▶ **Try it**: Starting with the line containing "Target: chess piece" and going on through the line containing "Target: wet suit sleeve", return the lines of the data below exactly, and only those.

▶ **Records provided**:
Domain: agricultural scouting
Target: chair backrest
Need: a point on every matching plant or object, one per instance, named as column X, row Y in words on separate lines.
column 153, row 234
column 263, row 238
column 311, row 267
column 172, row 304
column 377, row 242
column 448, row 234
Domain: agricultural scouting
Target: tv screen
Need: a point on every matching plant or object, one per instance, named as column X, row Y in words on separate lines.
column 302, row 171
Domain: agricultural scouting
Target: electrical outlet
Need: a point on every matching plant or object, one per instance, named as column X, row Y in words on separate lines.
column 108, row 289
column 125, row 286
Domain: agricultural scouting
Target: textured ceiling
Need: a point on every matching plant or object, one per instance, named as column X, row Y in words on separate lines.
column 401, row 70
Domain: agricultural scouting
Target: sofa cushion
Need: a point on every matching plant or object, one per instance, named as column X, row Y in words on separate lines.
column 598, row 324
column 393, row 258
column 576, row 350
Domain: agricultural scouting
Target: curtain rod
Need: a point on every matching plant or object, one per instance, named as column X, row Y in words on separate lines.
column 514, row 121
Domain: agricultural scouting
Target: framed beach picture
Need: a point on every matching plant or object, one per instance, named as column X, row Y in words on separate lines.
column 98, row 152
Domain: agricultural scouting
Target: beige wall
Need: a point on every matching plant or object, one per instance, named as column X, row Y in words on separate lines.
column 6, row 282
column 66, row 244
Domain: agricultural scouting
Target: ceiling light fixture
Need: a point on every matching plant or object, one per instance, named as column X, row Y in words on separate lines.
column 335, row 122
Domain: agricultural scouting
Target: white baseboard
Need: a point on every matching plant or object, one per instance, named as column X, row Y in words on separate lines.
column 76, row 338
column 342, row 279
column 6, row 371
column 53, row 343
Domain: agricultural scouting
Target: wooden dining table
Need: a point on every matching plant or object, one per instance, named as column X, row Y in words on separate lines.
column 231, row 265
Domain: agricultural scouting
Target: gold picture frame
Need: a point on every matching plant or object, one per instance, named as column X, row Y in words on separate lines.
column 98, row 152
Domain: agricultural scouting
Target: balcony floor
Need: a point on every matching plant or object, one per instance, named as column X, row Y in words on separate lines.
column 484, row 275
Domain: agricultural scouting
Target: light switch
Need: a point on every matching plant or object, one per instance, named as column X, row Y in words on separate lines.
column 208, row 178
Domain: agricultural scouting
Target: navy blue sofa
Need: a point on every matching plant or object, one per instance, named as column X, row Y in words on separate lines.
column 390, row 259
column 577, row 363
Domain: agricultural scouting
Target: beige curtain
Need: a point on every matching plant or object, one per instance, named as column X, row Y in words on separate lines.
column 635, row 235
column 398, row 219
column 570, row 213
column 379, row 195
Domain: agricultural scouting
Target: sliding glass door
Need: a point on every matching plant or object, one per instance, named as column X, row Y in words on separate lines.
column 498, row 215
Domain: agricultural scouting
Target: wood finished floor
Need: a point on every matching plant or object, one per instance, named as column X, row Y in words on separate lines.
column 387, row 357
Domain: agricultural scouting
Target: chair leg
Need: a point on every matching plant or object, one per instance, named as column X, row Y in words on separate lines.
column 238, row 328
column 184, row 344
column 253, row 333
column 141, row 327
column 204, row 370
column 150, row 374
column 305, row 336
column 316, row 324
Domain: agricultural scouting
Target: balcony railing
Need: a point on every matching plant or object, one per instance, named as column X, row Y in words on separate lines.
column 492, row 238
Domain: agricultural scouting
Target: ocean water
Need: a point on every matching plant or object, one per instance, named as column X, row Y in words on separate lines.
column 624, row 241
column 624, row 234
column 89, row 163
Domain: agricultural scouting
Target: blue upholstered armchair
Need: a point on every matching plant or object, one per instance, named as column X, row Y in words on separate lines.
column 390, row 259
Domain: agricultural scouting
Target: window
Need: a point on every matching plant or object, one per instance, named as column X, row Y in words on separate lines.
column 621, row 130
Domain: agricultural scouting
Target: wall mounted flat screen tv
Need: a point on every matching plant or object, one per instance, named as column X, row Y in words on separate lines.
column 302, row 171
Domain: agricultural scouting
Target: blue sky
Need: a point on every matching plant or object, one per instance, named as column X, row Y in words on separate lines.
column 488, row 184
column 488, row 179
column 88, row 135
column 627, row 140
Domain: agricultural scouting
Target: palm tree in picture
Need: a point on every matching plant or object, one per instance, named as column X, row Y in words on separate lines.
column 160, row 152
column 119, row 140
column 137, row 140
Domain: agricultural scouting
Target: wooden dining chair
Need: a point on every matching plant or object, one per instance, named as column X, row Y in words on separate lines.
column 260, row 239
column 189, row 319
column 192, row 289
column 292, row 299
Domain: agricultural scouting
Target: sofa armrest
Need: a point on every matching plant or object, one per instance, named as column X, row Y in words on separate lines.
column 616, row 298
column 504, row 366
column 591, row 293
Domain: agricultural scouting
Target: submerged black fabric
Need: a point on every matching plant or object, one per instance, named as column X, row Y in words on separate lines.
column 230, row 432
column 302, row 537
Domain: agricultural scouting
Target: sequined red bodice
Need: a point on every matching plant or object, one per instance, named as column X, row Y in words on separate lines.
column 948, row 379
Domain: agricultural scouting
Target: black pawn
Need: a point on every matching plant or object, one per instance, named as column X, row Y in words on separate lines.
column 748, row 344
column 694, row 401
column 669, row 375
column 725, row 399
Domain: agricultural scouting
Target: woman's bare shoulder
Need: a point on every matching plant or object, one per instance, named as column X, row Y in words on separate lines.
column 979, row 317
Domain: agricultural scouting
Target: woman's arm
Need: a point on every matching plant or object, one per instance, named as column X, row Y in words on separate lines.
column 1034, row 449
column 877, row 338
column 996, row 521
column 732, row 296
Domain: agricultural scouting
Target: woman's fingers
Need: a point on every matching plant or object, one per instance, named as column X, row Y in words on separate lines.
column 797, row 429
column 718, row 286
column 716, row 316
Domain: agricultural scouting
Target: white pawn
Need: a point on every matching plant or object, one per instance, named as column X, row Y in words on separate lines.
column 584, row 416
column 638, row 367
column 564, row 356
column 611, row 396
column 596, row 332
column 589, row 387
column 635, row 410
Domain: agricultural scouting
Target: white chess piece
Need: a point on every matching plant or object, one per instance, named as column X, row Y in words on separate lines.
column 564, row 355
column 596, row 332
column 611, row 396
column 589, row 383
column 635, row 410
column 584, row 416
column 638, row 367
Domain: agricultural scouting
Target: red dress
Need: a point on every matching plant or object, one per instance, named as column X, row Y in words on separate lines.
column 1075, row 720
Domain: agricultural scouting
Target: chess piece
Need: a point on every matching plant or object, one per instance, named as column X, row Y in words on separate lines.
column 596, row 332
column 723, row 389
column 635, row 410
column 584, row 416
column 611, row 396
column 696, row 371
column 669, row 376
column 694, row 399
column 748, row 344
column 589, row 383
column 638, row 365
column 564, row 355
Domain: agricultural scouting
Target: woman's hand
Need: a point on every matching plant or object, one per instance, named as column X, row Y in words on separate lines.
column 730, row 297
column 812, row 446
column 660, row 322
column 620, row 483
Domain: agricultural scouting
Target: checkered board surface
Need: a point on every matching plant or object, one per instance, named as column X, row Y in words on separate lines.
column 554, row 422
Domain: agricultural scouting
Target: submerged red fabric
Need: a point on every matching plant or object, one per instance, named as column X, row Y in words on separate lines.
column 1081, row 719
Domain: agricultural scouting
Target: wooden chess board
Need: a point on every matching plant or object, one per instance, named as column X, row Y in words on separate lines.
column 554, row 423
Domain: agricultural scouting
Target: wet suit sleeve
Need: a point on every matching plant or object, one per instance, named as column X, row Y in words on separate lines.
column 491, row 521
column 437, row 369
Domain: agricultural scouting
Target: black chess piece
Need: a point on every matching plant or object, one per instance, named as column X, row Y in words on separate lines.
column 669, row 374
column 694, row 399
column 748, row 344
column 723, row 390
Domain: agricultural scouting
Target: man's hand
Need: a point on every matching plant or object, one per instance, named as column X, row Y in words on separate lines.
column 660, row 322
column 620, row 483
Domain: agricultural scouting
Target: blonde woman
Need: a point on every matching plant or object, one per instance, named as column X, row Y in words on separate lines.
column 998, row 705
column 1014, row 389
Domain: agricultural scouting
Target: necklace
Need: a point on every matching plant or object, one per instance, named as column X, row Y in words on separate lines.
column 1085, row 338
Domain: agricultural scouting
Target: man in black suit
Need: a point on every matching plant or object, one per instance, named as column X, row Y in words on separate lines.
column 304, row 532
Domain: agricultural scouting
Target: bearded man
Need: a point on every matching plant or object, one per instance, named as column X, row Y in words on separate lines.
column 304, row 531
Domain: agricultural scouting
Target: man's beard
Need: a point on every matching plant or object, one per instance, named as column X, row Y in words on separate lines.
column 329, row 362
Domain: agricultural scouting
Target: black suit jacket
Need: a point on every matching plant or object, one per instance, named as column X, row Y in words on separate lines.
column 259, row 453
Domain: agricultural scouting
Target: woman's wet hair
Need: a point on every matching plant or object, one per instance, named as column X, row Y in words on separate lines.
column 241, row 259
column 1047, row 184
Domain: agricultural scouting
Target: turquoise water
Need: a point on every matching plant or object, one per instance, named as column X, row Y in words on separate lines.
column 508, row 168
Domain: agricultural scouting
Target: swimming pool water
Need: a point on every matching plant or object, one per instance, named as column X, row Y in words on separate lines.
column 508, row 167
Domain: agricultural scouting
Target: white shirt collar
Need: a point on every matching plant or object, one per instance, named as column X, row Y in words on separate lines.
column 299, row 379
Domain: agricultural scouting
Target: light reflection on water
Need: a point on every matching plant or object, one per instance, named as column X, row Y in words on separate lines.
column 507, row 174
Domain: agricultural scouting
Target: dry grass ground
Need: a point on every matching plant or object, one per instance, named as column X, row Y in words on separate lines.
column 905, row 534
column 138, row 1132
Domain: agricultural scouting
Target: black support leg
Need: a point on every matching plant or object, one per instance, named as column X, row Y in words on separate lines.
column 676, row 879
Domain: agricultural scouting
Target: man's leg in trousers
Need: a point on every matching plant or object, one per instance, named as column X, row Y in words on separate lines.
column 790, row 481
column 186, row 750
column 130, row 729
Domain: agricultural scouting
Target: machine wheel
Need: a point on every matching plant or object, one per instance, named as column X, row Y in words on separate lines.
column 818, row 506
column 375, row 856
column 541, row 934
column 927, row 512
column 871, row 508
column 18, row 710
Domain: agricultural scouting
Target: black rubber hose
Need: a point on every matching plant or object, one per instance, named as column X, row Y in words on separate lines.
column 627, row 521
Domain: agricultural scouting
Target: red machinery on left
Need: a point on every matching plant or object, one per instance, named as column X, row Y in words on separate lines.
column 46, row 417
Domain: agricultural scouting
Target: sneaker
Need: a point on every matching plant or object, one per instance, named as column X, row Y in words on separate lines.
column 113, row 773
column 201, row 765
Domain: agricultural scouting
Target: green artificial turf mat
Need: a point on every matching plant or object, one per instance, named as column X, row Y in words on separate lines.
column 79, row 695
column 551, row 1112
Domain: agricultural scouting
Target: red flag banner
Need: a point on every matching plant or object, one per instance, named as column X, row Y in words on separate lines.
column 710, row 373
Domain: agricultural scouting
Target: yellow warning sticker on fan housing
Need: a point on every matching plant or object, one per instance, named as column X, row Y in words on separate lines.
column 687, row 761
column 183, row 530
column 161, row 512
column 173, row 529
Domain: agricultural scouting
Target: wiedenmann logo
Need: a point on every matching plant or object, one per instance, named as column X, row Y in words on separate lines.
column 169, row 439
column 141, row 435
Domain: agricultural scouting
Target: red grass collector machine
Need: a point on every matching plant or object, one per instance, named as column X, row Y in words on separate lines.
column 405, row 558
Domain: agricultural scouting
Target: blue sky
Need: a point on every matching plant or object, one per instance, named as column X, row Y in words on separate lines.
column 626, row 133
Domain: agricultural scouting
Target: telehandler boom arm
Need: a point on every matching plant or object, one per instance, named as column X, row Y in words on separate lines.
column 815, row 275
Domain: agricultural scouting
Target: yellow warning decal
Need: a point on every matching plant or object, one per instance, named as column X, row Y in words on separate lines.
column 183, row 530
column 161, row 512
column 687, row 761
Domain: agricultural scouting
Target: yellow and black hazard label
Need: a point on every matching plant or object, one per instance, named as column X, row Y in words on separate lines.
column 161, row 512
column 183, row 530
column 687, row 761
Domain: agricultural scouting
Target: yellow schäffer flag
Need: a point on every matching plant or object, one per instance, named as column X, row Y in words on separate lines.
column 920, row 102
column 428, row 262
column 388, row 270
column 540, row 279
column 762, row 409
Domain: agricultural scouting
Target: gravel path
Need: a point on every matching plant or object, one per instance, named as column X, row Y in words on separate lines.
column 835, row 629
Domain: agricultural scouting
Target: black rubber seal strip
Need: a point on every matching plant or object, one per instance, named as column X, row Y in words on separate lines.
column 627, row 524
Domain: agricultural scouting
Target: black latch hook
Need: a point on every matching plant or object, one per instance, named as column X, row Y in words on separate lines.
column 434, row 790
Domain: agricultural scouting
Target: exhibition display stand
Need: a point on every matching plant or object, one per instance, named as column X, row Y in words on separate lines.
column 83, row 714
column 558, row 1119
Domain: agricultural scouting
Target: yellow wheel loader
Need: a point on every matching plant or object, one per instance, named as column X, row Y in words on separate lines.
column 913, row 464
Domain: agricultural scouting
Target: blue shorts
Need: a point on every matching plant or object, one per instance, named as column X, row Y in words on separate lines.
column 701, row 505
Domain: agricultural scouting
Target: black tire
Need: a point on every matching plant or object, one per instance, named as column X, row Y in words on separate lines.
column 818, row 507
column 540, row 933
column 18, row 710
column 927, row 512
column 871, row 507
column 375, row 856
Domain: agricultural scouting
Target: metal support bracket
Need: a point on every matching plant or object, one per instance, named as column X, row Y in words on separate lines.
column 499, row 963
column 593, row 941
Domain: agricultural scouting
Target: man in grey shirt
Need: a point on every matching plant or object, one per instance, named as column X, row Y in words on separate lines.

▶ **Written solution**:
Target: chess piece
Need: a point on every matching plant or object, one per instance, named as column X, row Y in words on separate lines.
column 596, row 332
column 723, row 389
column 635, row 410
column 584, row 416
column 611, row 396
column 696, row 371
column 669, row 376
column 694, row 399
column 748, row 344
column 589, row 383
column 638, row 365
column 564, row 355
Domain: agricultural scouting
Target: woman's hand
Need: a point on every matching plant or object, one per instance, named as column X, row Y in words on separate lines.
column 730, row 297
column 812, row 446
column 660, row 322
column 620, row 483
Domain: agricultural scouting
Target: checkered board surface
Need: a point on every matching plant or object, one per instance, named as column X, row Y in words on separate lines.
column 554, row 422
Domain: agricultural scouting
Target: submerged red fabric
Need: a point on every matching plant or object, one per instance, named as column X, row Y in words on separate lines.
column 1081, row 719
Domain: agricultural scouting
Target: wooden chess board
Need: a point on every matching plant or object, one per instance, named as column X, row Y in words on separate lines.
column 554, row 423
Domain: agricultural scouting
Target: wet suit sleeve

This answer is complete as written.